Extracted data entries
* begin *
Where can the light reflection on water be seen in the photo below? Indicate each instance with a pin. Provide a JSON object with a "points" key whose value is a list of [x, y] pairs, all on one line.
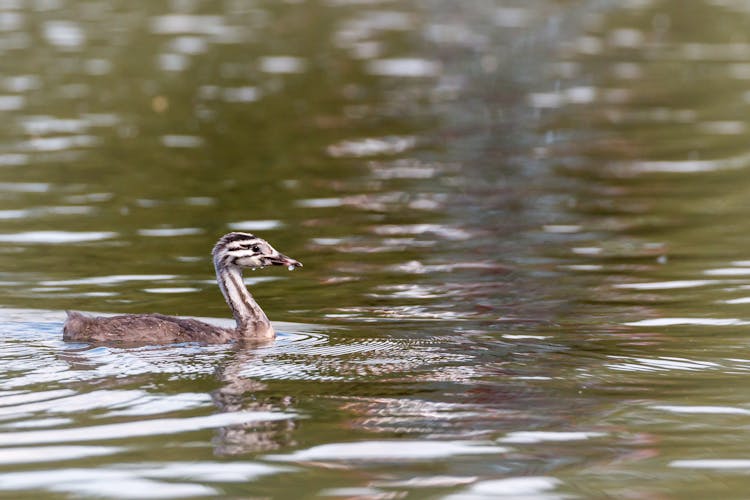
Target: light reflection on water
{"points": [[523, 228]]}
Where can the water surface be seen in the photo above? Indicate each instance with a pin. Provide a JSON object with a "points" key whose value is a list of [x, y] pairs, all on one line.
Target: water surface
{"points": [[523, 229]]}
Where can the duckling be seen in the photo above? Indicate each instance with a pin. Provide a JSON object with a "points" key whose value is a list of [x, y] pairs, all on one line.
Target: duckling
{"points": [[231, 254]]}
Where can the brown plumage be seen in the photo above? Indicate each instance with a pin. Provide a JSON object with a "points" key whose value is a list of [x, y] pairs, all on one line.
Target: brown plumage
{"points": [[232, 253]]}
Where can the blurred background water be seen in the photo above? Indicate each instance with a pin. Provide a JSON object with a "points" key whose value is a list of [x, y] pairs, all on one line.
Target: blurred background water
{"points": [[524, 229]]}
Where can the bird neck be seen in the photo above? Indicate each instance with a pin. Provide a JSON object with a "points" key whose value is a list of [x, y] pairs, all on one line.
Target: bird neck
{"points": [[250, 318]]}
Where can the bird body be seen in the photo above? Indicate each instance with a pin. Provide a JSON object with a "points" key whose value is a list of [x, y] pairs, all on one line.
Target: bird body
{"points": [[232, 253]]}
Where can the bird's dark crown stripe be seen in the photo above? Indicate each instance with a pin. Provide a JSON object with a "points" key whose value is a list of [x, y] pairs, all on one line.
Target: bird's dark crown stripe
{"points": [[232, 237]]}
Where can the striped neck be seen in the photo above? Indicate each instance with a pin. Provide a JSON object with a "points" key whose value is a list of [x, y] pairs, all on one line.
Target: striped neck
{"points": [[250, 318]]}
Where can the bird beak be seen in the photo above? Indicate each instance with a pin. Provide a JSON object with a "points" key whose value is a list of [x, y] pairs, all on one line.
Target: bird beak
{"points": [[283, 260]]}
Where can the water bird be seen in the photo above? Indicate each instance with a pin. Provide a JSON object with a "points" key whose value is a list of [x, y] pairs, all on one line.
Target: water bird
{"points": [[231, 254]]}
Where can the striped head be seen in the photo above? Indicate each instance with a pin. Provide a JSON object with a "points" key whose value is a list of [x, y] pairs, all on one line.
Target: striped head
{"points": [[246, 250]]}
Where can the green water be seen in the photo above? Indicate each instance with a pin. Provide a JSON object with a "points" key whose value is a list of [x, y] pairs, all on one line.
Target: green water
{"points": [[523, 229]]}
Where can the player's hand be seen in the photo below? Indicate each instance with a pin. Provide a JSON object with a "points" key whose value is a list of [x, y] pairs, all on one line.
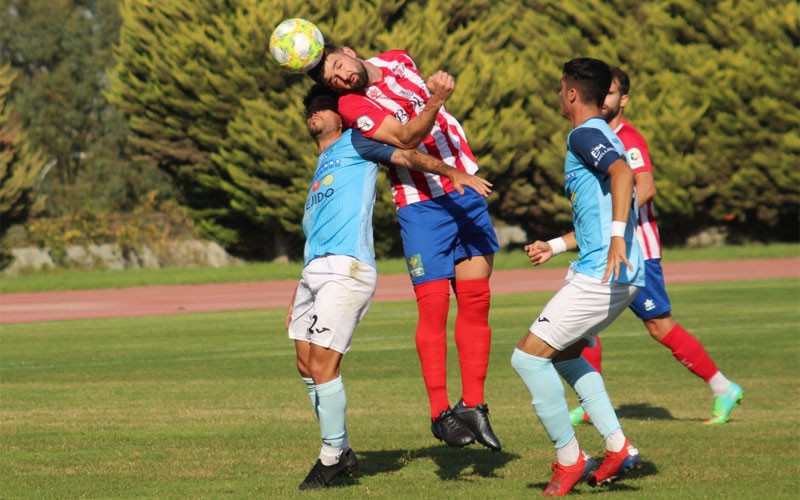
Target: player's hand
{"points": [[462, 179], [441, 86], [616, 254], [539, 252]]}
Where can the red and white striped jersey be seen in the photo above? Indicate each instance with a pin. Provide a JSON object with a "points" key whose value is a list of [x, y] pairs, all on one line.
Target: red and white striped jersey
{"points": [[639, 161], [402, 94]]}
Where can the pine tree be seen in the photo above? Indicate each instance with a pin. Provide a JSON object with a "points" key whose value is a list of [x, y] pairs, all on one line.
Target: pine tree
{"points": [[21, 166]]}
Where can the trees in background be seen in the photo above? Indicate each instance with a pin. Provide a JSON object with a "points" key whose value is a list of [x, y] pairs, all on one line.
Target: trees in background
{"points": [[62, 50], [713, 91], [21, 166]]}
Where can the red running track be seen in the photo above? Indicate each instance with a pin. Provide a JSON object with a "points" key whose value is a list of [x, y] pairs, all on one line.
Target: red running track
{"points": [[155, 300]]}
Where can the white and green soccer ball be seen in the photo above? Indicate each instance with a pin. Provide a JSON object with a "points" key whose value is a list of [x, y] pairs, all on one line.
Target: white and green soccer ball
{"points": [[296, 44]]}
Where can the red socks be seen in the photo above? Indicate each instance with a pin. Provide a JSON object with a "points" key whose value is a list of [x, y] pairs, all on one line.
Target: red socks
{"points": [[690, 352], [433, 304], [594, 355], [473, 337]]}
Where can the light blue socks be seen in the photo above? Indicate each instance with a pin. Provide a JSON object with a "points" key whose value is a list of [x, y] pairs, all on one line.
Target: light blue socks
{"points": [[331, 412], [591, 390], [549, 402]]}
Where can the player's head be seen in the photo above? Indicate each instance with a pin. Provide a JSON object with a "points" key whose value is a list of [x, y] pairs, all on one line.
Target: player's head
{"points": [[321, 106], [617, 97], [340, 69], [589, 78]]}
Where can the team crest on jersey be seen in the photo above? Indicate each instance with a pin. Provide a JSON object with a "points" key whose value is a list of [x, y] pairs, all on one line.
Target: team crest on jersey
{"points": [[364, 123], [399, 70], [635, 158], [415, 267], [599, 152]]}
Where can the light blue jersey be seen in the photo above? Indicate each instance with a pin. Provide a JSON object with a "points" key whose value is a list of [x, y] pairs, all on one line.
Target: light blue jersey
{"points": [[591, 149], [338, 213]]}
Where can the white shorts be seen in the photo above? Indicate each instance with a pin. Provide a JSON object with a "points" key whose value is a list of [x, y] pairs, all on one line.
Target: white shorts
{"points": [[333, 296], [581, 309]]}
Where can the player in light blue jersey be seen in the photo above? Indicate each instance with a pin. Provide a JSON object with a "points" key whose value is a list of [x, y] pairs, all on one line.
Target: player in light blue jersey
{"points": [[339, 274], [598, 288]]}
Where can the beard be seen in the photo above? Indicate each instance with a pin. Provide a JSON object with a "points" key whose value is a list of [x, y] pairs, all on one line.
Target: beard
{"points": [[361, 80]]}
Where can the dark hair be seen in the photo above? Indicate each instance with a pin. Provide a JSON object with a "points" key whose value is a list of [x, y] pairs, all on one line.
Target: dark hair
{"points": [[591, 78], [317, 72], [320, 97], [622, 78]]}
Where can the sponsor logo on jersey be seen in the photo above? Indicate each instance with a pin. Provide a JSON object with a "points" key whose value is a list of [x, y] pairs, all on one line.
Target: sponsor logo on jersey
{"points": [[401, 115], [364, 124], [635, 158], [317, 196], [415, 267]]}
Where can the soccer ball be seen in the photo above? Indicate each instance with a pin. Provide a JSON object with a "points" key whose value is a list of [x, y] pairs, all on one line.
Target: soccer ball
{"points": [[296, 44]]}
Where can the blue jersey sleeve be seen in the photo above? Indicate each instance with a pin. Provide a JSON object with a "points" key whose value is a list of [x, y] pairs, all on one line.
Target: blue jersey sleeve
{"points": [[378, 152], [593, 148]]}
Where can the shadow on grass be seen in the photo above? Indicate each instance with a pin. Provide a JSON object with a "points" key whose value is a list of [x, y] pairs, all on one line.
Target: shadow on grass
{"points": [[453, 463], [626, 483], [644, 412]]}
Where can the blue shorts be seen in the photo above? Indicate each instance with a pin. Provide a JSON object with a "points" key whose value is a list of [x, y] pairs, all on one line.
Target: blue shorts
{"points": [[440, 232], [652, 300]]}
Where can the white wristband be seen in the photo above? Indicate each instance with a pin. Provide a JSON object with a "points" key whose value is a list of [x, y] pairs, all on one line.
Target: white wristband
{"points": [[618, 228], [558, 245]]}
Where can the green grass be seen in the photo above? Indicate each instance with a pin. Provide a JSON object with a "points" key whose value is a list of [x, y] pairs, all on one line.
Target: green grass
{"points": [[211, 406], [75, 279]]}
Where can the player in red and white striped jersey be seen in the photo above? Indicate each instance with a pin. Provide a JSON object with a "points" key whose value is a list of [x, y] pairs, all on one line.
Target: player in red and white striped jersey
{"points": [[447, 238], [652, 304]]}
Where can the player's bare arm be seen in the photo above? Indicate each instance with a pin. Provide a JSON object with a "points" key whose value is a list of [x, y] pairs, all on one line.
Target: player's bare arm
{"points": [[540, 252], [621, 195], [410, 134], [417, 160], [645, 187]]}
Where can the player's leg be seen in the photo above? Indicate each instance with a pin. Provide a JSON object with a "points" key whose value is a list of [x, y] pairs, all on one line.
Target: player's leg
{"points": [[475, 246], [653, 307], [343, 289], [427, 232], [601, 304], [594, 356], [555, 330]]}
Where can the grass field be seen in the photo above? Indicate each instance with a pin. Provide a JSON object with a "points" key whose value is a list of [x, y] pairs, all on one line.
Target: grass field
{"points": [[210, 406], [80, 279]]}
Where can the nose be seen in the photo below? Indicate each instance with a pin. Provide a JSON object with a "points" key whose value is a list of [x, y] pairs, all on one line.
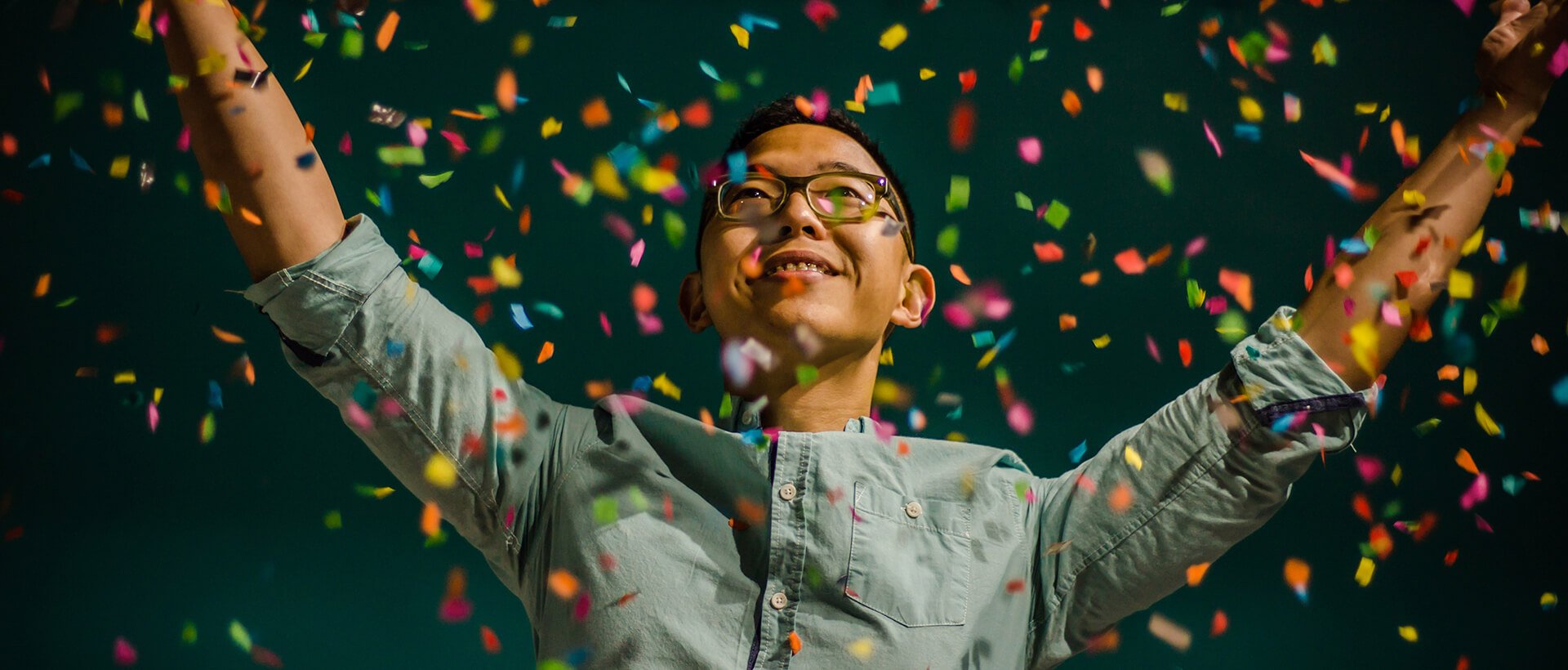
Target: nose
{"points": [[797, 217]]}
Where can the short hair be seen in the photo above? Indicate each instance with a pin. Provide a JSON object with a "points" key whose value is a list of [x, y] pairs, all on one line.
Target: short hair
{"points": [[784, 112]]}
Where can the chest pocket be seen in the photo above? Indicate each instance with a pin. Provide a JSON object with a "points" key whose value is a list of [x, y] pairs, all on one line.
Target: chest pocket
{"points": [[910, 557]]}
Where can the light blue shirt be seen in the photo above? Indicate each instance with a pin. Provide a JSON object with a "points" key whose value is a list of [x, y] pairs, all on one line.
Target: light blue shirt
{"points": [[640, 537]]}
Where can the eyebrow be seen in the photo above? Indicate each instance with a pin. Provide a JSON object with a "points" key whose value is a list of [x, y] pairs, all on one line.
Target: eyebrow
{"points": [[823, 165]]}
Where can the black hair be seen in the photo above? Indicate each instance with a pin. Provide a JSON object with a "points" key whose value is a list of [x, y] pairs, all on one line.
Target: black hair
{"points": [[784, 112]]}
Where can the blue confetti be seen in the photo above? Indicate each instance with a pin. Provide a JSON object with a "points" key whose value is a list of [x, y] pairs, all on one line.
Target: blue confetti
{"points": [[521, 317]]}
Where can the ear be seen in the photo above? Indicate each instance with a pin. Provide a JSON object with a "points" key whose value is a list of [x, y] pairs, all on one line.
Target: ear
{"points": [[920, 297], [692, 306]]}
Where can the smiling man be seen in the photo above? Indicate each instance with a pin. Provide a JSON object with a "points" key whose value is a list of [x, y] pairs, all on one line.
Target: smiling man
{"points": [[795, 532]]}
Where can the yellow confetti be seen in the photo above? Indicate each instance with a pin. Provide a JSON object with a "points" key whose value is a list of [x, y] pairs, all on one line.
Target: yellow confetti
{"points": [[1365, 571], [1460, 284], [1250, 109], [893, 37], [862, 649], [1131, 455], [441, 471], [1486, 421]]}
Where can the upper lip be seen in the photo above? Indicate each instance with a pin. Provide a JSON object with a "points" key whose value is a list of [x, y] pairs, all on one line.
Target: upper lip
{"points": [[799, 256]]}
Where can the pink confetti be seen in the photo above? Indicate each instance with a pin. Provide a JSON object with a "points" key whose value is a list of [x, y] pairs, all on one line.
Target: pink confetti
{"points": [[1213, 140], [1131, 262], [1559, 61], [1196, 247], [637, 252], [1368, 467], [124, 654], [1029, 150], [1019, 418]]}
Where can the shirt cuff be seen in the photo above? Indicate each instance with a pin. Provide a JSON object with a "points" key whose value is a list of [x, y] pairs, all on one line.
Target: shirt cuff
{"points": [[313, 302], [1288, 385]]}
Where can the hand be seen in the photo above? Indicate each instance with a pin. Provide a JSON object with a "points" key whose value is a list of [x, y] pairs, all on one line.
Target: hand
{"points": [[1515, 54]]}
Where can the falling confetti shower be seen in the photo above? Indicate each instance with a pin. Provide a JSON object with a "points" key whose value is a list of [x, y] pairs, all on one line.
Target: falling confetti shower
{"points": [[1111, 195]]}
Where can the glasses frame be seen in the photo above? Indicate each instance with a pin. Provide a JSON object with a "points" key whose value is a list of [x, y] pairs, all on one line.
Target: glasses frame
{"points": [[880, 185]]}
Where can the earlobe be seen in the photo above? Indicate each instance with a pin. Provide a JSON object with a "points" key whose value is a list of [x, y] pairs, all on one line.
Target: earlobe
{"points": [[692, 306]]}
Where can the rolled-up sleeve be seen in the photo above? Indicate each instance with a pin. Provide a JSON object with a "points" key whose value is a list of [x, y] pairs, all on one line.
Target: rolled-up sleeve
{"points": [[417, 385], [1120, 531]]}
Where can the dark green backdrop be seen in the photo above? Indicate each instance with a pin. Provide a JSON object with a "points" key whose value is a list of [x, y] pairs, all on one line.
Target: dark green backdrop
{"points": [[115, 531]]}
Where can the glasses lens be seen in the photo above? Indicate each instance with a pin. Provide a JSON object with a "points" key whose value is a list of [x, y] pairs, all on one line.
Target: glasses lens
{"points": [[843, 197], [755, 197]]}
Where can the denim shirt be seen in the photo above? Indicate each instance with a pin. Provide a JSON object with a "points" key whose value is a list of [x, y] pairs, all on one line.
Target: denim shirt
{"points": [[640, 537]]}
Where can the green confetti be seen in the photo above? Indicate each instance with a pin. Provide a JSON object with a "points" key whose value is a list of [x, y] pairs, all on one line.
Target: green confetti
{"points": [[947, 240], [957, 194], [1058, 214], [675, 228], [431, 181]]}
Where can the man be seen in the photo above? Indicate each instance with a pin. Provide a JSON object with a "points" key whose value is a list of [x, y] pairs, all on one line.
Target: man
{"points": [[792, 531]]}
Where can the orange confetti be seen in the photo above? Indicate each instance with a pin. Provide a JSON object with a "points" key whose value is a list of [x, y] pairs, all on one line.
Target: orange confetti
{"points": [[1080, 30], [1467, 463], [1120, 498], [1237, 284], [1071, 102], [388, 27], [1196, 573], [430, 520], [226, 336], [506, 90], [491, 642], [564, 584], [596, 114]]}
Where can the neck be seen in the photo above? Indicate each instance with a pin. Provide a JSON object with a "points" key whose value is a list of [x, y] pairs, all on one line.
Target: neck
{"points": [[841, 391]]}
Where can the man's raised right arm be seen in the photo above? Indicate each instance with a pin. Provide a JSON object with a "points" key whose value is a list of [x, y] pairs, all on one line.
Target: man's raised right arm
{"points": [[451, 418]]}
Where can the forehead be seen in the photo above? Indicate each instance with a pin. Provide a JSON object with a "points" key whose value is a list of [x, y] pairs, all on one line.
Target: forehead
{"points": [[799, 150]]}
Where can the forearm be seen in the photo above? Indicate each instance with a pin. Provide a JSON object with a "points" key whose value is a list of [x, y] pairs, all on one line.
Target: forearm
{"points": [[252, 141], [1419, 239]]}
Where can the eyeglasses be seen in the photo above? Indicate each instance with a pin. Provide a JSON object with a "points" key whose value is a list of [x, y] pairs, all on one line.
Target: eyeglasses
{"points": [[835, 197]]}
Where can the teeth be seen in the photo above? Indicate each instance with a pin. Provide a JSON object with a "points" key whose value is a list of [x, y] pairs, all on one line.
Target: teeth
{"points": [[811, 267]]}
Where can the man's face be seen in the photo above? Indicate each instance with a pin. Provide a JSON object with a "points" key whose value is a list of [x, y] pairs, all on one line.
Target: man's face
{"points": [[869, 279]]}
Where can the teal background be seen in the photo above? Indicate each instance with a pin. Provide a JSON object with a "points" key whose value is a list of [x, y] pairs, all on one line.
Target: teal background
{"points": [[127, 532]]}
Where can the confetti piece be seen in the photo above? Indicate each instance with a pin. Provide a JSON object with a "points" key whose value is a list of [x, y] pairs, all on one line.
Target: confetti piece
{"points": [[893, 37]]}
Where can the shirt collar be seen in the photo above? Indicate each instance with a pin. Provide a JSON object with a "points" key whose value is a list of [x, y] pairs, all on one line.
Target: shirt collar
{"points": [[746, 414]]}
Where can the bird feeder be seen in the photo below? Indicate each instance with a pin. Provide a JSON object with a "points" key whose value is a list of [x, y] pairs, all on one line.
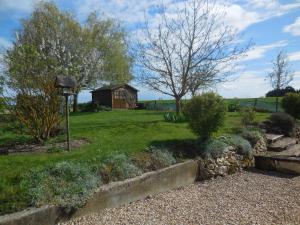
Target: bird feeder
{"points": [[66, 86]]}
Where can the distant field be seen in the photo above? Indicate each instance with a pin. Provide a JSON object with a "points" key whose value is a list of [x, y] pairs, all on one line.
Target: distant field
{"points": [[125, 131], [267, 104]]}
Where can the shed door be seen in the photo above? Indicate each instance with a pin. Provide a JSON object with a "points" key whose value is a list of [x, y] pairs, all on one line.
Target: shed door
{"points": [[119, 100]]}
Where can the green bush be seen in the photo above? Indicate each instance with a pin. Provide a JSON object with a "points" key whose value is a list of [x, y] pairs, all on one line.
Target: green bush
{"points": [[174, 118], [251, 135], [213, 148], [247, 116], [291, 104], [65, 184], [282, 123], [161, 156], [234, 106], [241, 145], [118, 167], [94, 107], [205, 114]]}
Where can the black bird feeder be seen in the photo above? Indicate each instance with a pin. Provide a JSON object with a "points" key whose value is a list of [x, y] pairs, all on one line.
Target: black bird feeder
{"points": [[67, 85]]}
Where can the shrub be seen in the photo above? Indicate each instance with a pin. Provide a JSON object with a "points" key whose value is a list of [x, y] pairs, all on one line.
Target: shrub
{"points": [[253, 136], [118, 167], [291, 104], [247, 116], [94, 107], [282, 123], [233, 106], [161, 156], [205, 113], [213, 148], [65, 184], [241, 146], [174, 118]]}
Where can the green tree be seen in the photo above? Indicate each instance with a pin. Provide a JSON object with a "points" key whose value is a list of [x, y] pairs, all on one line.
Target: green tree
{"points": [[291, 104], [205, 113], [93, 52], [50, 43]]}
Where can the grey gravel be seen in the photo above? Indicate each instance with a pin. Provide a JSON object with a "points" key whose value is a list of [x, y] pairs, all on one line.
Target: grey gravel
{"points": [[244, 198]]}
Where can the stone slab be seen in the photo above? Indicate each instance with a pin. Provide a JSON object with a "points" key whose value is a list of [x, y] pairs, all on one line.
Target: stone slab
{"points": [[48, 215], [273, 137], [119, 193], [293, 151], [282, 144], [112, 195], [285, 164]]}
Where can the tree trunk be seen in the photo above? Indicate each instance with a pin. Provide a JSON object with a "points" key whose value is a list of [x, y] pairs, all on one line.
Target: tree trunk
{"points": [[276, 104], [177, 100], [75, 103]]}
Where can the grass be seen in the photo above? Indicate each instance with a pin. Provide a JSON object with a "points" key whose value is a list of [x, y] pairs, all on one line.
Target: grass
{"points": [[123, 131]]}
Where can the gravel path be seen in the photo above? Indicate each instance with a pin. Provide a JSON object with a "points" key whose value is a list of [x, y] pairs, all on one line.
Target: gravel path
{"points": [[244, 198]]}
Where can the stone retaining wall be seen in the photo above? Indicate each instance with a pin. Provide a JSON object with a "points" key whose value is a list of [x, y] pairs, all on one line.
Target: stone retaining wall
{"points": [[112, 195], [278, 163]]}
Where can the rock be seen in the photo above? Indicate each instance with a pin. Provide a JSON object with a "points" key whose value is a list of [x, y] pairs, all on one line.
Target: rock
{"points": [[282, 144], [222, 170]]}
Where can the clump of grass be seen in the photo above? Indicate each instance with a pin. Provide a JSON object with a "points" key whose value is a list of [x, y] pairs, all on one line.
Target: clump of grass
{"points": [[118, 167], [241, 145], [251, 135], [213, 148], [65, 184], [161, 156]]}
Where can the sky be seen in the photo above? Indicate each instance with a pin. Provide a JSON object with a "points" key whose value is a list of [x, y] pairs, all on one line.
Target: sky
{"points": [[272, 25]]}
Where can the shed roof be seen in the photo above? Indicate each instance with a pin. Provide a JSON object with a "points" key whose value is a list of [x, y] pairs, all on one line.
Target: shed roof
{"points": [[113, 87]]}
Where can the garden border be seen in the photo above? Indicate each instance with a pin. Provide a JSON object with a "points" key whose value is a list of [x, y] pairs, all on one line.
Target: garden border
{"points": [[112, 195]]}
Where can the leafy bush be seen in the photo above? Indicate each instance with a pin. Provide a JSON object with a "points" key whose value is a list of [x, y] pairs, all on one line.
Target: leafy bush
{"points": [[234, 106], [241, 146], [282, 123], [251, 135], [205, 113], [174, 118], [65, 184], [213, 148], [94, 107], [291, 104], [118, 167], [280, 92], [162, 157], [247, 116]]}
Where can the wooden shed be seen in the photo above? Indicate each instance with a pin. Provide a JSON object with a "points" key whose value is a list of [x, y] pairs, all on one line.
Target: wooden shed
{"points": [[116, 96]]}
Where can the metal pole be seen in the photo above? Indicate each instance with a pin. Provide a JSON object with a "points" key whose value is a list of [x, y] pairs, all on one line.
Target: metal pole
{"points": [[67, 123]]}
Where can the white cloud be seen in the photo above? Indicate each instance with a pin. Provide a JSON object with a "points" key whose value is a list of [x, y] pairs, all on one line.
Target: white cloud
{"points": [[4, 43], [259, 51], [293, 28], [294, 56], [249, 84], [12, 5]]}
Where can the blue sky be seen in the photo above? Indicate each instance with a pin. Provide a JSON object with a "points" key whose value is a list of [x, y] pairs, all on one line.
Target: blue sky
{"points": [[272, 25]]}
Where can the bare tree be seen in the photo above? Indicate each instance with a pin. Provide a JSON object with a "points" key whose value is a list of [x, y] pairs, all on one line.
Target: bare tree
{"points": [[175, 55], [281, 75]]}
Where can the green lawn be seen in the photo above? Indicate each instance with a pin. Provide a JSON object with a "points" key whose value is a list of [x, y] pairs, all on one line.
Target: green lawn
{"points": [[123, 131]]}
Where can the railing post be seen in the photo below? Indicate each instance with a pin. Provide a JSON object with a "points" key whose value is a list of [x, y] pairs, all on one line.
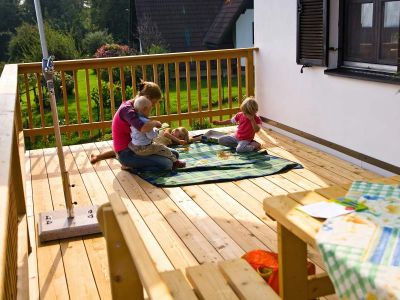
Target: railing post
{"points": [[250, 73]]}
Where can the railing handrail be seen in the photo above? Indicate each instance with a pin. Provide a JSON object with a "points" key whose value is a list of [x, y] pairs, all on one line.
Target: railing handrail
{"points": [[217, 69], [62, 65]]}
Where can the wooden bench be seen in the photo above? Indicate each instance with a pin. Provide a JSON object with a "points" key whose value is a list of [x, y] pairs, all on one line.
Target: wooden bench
* end *
Aim -
Pictures are to be left out; otherwise, copy exactly each line from the one containing "Where can the white cloud" through the last line of the listing.

Expected output -
Where can the white cloud be seen in the photo above? Indicate each instance with a pin. Provide a JSON object with a "points" key whose value is a list of [x, y] pairs, all on one line.
Target: white cloud
{"points": [[4, 43], [259, 51], [293, 28], [294, 56], [249, 84], [12, 5]]}
Where can the blue sky be seen in the photo above? Indicate each instance with a pin. Provide a JSON object with a "points" key whose value is a list of [x, y] pairs, all on one line.
Target: blue sky
{"points": [[272, 25]]}
Where can the bare tree be seen in the photo above? Indicate each instance with a pin. Provide a JSON object with a "points" key whose value is a list of [x, y] pairs, all on one line.
Target: bare tree
{"points": [[175, 55], [281, 75]]}
Where can the green lawn be seen in the photo above? Indicate each instance with a pin. Provide a JSON object with a "points" key whose value is a list of [x, y] pairs, all on one line.
Target: green lawn
{"points": [[123, 131]]}
Where can the railing post be seen in the photo below? Indicate each instance with a pin. Provide a JSON object with a "points" key whose value is a list of [x, y] pairs, all on one line.
Target: railing post
{"points": [[250, 73]]}
Where can the railing handrail be seen in the photo above? Indicate each instance with a pin. Provide a JSON object with a "points" key whose value is a list of [x, y] pairs, all on one line.
Target: railing handrail
{"points": [[217, 69], [62, 65]]}
Where can the wooden bench be seen in the photo above? Indicate each instance with a pin. Provide a JSON object with a "points" key whose value is a list of [x, y] pairs, all on one line.
Target: wooden bench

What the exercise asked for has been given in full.